# Given exercise
Reproduce every one of the following records in full, changing each occurrence of "place a dot per instance" to "mark each instance with a point" and leaving everything else unchanged.
-- Input data start --
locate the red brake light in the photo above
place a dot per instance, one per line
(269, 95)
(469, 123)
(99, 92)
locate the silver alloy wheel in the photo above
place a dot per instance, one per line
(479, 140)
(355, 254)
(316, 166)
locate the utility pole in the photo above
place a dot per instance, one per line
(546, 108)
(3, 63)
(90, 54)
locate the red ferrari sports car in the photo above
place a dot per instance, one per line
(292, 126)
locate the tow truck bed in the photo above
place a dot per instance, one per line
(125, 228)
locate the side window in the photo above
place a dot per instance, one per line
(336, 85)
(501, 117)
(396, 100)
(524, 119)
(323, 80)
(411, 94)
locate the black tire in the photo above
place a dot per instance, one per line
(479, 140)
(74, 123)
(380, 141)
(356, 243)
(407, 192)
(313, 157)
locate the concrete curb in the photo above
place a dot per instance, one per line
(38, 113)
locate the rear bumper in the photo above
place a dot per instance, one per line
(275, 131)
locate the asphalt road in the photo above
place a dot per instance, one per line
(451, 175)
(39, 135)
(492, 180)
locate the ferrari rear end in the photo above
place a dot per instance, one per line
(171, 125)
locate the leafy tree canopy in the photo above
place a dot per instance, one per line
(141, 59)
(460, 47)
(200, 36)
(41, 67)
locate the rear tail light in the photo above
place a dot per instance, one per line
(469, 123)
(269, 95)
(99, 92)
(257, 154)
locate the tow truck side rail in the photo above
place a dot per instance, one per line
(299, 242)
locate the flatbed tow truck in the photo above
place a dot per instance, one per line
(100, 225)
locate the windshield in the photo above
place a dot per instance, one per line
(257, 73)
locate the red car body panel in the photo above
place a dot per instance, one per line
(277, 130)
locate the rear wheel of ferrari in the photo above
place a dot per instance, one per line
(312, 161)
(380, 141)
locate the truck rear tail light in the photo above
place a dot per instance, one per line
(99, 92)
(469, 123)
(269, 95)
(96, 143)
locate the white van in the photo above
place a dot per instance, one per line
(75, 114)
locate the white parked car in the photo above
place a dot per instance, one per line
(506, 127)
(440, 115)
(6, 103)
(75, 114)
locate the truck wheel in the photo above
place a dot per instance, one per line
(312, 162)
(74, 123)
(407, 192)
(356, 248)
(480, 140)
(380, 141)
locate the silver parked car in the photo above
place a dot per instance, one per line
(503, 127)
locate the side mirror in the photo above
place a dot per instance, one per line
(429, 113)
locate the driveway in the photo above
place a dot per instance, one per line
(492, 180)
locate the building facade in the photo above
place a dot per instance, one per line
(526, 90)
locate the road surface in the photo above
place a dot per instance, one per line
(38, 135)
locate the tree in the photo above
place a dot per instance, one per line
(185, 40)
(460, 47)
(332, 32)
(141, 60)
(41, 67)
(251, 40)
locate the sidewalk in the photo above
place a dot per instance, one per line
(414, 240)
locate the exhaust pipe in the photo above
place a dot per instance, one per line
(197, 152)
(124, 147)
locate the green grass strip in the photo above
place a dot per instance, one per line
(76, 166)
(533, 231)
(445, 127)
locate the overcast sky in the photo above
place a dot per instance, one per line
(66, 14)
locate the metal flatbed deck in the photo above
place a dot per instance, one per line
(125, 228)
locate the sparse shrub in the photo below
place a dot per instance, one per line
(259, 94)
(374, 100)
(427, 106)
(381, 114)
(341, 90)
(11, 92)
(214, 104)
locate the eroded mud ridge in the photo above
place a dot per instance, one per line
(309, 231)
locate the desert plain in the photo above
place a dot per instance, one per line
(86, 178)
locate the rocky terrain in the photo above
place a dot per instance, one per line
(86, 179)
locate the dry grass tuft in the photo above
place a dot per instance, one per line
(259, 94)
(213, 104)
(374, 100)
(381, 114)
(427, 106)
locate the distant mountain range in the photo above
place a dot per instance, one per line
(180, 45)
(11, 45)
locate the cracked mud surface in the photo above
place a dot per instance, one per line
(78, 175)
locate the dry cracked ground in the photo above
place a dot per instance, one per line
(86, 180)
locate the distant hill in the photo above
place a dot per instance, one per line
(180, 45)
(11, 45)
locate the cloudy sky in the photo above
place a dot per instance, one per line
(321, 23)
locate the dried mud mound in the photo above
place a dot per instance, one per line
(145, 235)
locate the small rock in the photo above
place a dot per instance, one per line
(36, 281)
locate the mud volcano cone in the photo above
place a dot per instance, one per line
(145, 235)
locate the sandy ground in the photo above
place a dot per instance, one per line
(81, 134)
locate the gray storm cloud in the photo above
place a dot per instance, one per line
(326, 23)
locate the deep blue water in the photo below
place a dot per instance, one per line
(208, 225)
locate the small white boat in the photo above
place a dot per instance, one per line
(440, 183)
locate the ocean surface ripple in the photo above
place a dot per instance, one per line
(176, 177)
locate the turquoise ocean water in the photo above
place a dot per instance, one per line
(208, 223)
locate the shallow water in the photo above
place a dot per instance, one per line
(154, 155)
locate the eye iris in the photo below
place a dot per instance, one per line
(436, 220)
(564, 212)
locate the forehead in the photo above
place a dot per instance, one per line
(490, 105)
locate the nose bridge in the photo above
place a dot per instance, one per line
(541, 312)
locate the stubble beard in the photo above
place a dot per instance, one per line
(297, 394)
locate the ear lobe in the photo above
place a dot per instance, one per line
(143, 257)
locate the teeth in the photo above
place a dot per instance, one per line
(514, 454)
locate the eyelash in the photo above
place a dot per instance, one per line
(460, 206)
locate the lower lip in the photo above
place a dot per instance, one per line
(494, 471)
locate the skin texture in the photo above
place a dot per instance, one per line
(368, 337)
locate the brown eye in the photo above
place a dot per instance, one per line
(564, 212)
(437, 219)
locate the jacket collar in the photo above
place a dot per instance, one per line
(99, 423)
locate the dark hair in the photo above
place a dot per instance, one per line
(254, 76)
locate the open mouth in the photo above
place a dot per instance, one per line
-- Input data end --
# Expected answer
locate the red brake light in the photo above
mark each instance with a point, one per line
(269, 95)
(469, 123)
(99, 92)
locate the silver alloy wheel in the photo above
mark each instance with a point, one per line
(479, 140)
(355, 254)
(316, 166)
locate the utility pole in the photo above
mark each instance with a point, one per line
(546, 108)
(3, 63)
(90, 54)
locate the red ferrari sports car in the photo above
mark each instance with a point, one per line
(292, 126)
locate the tow truck bed in the photo above
mark each instance with a point, one per line
(125, 228)
locate the side window in the photo above
mark each instance with a point, one per line
(336, 85)
(501, 117)
(396, 100)
(524, 119)
(323, 80)
(411, 94)
locate the black tire in the photo above
mark each instance with a point, one per line
(479, 140)
(74, 123)
(380, 141)
(356, 243)
(407, 192)
(313, 157)
locate the concrete curb in the photo above
mark each instance with a point, one per line
(38, 113)
locate the rear bumper in the photo above
mark each instance with a point, one per line
(275, 131)
locate the asphalt road in the photo above
mark each instance with a point, one per line
(451, 175)
(39, 135)
(492, 180)
locate the ferrari rear end in the photo above
mark each instance with a point, one per line
(171, 125)
locate the leafy tree canopy in the photo above
mark each instance with a point, one per line
(141, 59)
(460, 47)
(200, 36)
(41, 67)
locate the rear tail light in the photo above
mark each instance with a point, one per line
(469, 123)
(269, 95)
(99, 92)
(257, 154)
locate the tow truck side rail in the photo above
mark each instance with a point, one per line
(299, 242)
locate the flatbed tow truck in the photo above
mark each instance with a point, one per line
(100, 225)
locate the windshield in the photo above
mark each instance with a point, one per line
(257, 73)
locate the red car body panel in the photo above
mark each instance with a point, one per line
(277, 130)
locate the rear wheel of ferrari in the photo above
mark each instance with a point, one per line
(312, 161)
(380, 141)
locate the truck rear tail light in the photo above
mark each instance with a point, one per line
(99, 92)
(469, 123)
(269, 95)
(96, 143)
locate the white van in the photo above
mark each instance with a point, one per line
(75, 114)
locate the white parked car in the photo above
mark each instance with a point, one per line
(506, 127)
(440, 115)
(6, 103)
(75, 114)
locate the truck wheel in the photo above
mark each instance with a point, one per line
(312, 162)
(74, 123)
(407, 192)
(356, 248)
(480, 140)
(380, 141)
locate the silver parked car in the photo above
mark each instance with a point, one per line
(503, 127)
locate the side mirror in the photo above
mark each instance with a point, one per line
(429, 113)
locate the driveway in the photo above
mark each instance with a point, one per line
(492, 180)
locate the building facade in the photo above
mark each instance with a point, one per line
(526, 90)
locate the road surface in the photo above
mark each instance with a point, one per line
(38, 135)
locate the tree in the photo above
mark each instance with a point, one per line
(185, 40)
(460, 47)
(332, 32)
(141, 60)
(41, 67)
(251, 40)
locate the sidewalk in the photo above
mark each instance with a point, one per line
(414, 240)
locate the exhaust pipe in the photo above
mark each instance with a point, one per line
(197, 152)
(124, 147)
locate the green grass strip in the photo above
mark each instance with a point, one per line
(76, 166)
(533, 231)
(445, 127)
locate the overcast sky in the photo above
mark each instance with a point, one per line
(66, 14)
locate the metal flatbed deck in the photo above
mark each instance with a point, one per line
(125, 228)
locate the sparse shrub in the photo below
mark each instance with a point, one per line
(259, 94)
(374, 100)
(427, 106)
(381, 114)
(341, 90)
(11, 92)
(214, 104)
locate the eroded mud ridge in the photo above
mark each instance with a point, one per line
(309, 231)
locate the desert plain in the photo above
mark each instance with a point, one per line
(86, 178)
locate the rocky terrain in the photo above
mark each instance with a point, one per line
(86, 179)
locate the dry grass tuft in the photo above
mark each instance with a point, one per line
(259, 94)
(213, 104)
(374, 100)
(381, 114)
(427, 106)
locate the distant mountain range in the photo above
mark each instance with a point, one per line
(180, 45)
(11, 45)
locate the cracked mud surface in the photo above
mark each instance with a point, one per line
(78, 175)
locate the dry cracked ground in the photo above
mark each instance with a point, one per line
(86, 180)
locate the distant hill in the photo above
mark each instance with a point, one per line
(180, 45)
(11, 45)
locate the cloudy sky in the photo above
mark each instance with a point, one per line
(321, 23)
locate the dried mud mound in the photo above
mark each instance with a point, one per line
(145, 235)
locate the small rock in the photo above
mark each instance with a point, one per line
(36, 281)
locate the mud volcano cone in the photo above
mark each instance with a point, one per line
(145, 235)
locate the sandy ground in the photo above
mark each instance with a point, one per line
(81, 134)
locate the gray storm cloud in the photo above
mark each instance with a point, one per line
(326, 23)
locate the deep blue water in the photo below
mark each instance with a point, one per line
(208, 225)
locate the small white boat in the photo above
mark each instance with a point, one per line
(440, 183)
locate the ocean surface ripple in the photo above
mark each instance with a point, one per line
(176, 177)
locate the turquoise ocean water in the photo above
mark each instance with a point, one per line
(208, 223)
locate the shallow water in the photo above
mark each instance with a point, one per line
(154, 155)
locate the eye iris in the photo below
mark each instance with a point, one per line
(436, 220)
(564, 212)
locate the forehead in the photo above
mark each instance with a point, one per line
(490, 105)
locate the nose bridge in the photo above
mark each instance with a point, one per line
(541, 312)
locate the stubble beard in the photo above
mark each instance with a point, one per line
(297, 394)
locate the ear lobe in the photo above
mark each instance with a point, one per line
(143, 257)
locate the teeth in the photo above
mark each instance with a point, one per line
(514, 454)
locate the eyelash in the photo above
mark each instance with a point, one per line
(460, 206)
locate the lower lip in the photo above
mark each instance with a point, one per line
(494, 471)
locate the skin texture in the photo above
mark each instance with a point, one per line
(368, 337)
locate the brown eye in the photo above
mark each instance with a point, one per line
(564, 212)
(437, 219)
locate the jacket collar in the photo above
mark each instance with a point, one per line
(99, 423)
locate the dark hair in the photo above
mark each instance with a point, one per line
(254, 76)
locate the open mouth in the photo above
mark each instance with a point, one per line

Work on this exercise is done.